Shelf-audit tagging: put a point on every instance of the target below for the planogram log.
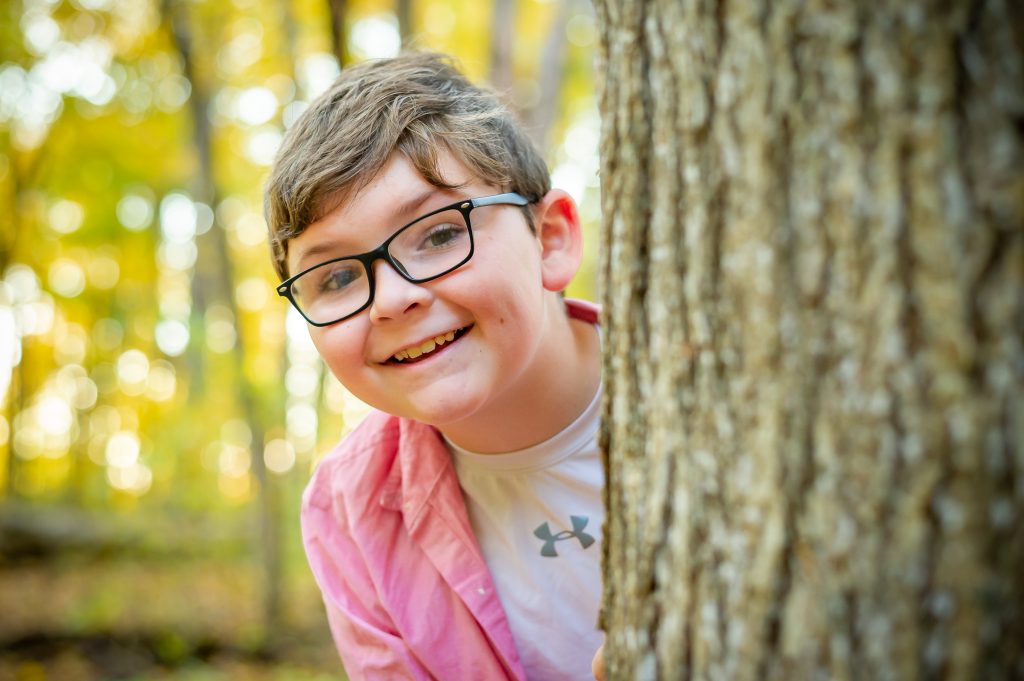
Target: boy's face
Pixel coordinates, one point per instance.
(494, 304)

==

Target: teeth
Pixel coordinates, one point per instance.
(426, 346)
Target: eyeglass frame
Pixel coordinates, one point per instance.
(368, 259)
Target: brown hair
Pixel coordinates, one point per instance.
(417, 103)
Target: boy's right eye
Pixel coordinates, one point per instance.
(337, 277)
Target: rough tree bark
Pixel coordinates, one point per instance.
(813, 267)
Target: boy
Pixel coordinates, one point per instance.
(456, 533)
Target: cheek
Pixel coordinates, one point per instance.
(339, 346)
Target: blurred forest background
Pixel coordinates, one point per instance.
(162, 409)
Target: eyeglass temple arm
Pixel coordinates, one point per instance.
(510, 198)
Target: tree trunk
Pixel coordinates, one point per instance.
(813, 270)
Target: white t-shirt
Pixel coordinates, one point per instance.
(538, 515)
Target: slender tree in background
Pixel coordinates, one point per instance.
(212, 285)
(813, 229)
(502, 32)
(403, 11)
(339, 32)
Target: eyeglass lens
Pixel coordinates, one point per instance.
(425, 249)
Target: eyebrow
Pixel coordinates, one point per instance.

- **What is required**
Tally the lines in this material that hold the word "eyeglass", then reply with only the number.

- **Answer box**
3